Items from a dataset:
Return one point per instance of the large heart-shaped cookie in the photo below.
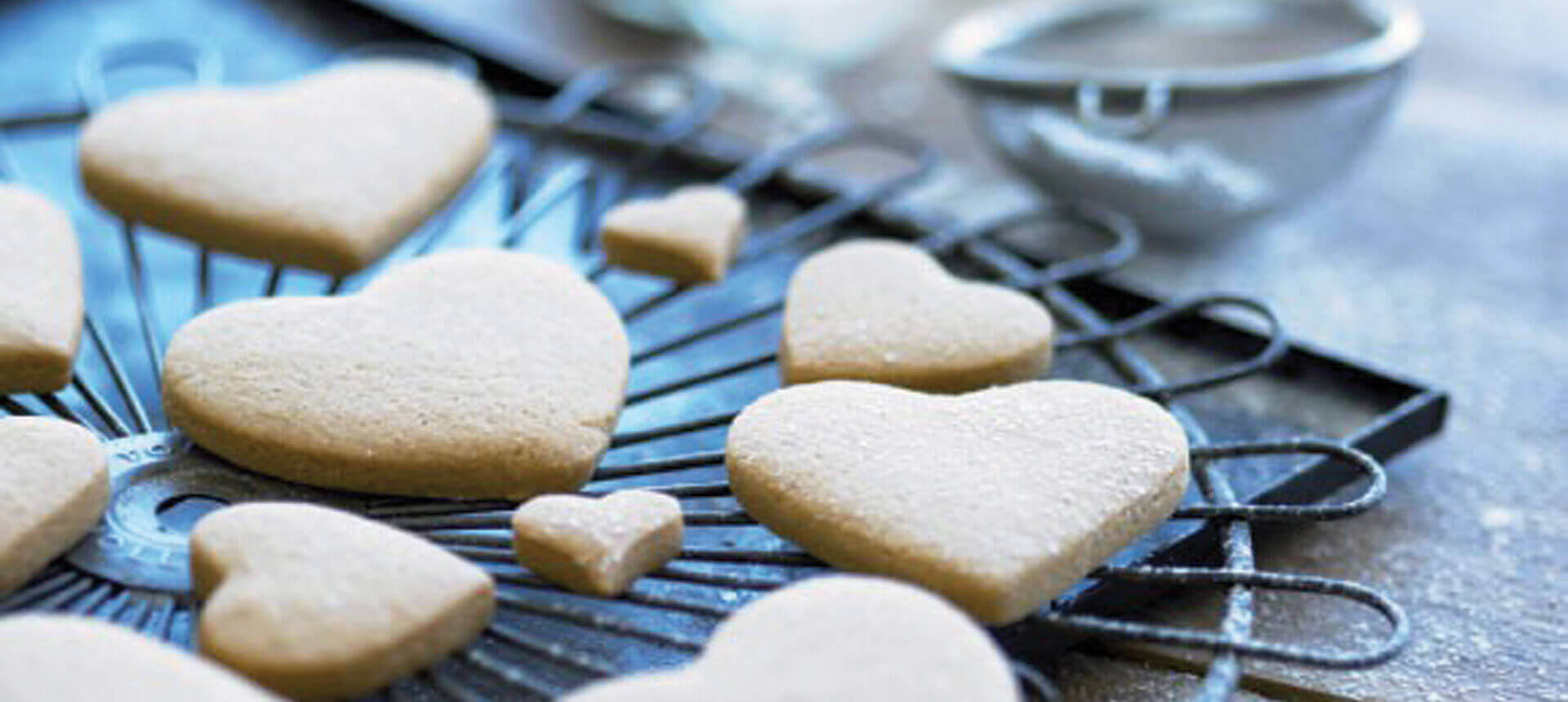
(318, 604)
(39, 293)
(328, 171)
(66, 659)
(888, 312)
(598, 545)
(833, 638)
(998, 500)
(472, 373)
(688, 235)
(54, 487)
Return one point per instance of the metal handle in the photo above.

...

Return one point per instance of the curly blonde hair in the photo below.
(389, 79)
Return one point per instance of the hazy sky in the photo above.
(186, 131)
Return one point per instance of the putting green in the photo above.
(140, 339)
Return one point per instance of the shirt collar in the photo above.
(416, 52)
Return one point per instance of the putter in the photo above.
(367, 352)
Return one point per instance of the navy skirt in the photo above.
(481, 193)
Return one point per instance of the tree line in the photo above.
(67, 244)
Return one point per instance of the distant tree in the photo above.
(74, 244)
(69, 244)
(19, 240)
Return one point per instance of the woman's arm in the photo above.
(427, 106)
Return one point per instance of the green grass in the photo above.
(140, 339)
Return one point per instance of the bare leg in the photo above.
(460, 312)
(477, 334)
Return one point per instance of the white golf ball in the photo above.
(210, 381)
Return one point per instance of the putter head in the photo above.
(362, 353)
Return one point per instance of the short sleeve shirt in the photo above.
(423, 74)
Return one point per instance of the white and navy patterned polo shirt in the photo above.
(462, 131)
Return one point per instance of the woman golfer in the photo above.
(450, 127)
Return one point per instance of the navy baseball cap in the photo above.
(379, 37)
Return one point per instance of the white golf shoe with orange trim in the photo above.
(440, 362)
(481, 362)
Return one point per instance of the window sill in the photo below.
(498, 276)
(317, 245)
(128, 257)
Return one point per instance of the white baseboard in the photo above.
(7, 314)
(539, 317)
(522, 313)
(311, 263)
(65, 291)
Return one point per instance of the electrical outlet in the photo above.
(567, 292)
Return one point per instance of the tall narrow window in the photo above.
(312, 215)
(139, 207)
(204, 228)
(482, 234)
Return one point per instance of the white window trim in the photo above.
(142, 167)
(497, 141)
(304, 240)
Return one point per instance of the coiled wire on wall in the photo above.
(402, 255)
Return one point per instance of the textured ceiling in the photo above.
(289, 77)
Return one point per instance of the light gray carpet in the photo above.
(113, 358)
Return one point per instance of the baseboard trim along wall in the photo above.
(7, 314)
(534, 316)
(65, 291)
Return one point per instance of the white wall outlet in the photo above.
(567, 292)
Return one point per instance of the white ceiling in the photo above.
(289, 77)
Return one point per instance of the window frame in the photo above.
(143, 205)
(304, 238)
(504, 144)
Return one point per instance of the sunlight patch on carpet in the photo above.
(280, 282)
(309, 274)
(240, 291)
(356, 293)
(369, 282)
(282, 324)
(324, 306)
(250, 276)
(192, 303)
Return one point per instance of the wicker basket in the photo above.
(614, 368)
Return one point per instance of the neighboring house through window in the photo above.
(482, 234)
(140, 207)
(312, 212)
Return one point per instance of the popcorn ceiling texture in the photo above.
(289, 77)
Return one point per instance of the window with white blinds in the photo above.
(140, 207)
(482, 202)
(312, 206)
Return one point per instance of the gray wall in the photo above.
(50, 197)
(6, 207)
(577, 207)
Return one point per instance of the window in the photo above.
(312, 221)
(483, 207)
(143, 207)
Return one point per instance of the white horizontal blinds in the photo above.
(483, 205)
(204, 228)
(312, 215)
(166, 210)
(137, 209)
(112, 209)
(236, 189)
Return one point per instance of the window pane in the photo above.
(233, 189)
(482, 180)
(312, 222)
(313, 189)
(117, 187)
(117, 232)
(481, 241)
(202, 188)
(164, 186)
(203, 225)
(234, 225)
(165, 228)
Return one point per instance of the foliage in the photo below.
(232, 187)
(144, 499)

= ASSIGNMENT =
Respond with the exact lines above running from the one containing "Return one point per instance of the large" to the one containing "Return one point per instance of the metal", both ends kept and no pictures included.

= SOLUTION FOR THIS PROBLEM =
Return one point per instance of the large heart-shaped cookie in the photo below.
(318, 604)
(39, 293)
(328, 171)
(66, 659)
(888, 312)
(598, 545)
(833, 638)
(998, 500)
(472, 373)
(688, 235)
(54, 487)
Return one point per instance of the metal handle in the photo above.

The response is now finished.